(Part of a data file)

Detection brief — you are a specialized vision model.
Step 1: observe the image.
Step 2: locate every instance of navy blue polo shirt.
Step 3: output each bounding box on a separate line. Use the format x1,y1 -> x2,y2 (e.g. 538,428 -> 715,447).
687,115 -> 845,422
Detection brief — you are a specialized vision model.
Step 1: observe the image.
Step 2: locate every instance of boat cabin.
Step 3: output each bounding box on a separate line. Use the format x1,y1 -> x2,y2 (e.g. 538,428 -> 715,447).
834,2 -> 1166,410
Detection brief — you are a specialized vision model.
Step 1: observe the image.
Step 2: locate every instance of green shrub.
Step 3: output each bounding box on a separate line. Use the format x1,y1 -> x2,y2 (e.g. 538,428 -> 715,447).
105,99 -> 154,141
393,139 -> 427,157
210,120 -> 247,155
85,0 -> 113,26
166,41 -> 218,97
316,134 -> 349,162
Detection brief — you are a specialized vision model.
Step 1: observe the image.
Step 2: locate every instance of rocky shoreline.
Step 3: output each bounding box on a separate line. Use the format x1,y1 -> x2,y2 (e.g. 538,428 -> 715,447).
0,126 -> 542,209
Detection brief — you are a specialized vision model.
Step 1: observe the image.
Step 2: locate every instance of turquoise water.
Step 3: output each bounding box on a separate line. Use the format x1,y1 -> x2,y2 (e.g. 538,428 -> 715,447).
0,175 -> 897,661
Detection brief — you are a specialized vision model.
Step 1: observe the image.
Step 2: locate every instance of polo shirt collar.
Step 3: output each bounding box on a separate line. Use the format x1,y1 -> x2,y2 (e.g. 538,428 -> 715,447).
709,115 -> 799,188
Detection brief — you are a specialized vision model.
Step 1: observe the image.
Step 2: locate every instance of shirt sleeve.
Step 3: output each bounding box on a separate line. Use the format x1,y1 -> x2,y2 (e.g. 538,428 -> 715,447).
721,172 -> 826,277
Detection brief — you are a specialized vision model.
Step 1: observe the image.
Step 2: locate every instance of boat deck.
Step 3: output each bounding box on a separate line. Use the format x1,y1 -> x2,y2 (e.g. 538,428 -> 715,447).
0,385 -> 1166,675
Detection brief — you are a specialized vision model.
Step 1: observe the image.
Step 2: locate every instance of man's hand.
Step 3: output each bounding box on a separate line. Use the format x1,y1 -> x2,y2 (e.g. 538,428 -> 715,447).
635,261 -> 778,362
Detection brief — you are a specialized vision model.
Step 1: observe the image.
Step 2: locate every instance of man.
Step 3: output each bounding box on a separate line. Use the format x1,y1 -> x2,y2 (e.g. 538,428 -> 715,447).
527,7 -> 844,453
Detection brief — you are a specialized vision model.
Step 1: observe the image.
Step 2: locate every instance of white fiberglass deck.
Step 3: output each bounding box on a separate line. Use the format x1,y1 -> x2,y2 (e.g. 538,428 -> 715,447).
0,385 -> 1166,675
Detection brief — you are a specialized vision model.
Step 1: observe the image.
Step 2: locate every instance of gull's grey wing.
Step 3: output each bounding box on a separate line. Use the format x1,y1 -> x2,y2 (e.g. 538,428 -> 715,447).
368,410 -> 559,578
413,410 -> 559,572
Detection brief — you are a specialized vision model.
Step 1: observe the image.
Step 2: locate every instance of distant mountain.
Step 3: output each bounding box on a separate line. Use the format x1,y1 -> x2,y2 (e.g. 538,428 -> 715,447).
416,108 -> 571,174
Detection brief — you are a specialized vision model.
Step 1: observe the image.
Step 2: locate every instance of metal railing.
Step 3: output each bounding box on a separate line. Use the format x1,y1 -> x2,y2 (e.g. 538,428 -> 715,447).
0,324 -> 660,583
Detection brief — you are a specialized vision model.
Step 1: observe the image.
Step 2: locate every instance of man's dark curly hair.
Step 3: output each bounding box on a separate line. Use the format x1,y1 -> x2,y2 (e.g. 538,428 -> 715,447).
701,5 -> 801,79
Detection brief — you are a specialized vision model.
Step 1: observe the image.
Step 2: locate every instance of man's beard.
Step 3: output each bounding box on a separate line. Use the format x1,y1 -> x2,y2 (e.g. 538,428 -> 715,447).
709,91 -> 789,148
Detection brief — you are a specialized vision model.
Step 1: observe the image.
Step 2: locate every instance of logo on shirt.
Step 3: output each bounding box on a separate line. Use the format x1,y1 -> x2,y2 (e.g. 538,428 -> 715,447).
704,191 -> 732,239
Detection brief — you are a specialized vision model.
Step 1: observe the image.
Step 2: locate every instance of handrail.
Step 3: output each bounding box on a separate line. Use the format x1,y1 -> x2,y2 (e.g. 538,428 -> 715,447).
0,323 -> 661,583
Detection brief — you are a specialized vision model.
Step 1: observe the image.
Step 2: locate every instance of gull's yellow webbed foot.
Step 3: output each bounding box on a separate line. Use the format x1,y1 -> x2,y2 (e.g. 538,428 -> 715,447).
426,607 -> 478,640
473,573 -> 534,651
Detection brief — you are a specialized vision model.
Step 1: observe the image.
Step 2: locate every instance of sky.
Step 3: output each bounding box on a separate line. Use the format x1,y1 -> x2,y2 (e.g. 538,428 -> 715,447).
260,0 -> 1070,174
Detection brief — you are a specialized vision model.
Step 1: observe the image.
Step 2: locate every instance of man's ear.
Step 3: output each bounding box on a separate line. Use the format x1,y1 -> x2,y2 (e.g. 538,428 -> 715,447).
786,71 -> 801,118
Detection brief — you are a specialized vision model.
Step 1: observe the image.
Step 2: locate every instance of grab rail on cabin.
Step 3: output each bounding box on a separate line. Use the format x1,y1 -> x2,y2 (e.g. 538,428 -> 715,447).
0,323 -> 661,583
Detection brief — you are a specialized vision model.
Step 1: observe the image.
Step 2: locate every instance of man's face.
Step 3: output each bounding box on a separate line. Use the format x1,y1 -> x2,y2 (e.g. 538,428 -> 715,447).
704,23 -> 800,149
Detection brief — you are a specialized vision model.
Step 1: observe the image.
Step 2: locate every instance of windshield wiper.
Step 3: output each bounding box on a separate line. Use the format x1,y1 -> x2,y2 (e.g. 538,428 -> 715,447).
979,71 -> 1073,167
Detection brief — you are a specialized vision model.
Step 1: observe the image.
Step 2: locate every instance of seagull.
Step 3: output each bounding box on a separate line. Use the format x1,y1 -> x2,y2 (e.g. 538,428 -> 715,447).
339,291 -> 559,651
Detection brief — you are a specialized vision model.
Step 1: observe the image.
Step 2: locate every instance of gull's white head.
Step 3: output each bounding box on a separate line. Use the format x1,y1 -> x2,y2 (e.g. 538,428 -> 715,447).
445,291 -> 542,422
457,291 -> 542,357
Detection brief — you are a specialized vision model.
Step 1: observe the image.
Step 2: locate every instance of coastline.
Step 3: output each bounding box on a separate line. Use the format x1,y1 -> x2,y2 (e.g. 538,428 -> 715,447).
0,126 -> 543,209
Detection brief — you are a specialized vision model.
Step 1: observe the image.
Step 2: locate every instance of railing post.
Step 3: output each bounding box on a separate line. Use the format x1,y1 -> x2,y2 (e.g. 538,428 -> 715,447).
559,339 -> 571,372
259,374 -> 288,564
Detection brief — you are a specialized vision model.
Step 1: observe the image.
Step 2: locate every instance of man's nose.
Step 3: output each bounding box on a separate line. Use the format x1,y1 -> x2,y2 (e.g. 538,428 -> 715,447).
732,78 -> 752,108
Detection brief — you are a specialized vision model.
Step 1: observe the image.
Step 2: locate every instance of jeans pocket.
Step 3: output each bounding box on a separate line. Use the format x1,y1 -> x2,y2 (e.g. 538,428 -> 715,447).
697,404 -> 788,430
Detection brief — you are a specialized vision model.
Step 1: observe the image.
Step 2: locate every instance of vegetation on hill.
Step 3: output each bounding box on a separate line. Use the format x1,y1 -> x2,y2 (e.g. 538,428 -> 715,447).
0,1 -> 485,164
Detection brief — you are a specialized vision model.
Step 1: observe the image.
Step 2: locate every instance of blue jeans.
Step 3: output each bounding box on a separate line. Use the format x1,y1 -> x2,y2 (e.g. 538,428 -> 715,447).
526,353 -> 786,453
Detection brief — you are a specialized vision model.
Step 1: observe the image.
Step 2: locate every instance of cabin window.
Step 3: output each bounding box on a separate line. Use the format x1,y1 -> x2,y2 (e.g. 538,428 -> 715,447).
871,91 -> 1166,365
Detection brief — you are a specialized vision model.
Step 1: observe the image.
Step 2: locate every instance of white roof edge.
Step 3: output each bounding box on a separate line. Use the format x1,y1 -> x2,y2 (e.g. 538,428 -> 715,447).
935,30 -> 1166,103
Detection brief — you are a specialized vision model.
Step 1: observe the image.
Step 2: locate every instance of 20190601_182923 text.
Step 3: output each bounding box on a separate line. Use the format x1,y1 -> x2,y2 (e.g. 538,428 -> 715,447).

GIVEN REQUEST » Can you recast the entries, from the start through the line containing "687,115 -> 845,422", as a two-column CSV with the headers instruction and output? Give one row per entry, with each value in a single quoted field and its line breaks replaced by spaces.

ANSWER »
instruction,output
"Detection brief — you are a specialized vision model. Step 1: observe the image. Step 2: locate every instance of navy blue polo shirt. Step 3: output each bounding box on a separate line. Use the format x1,y1 -> x2,y2 (e.g. 538,428 -> 715,447).","687,115 -> 845,422"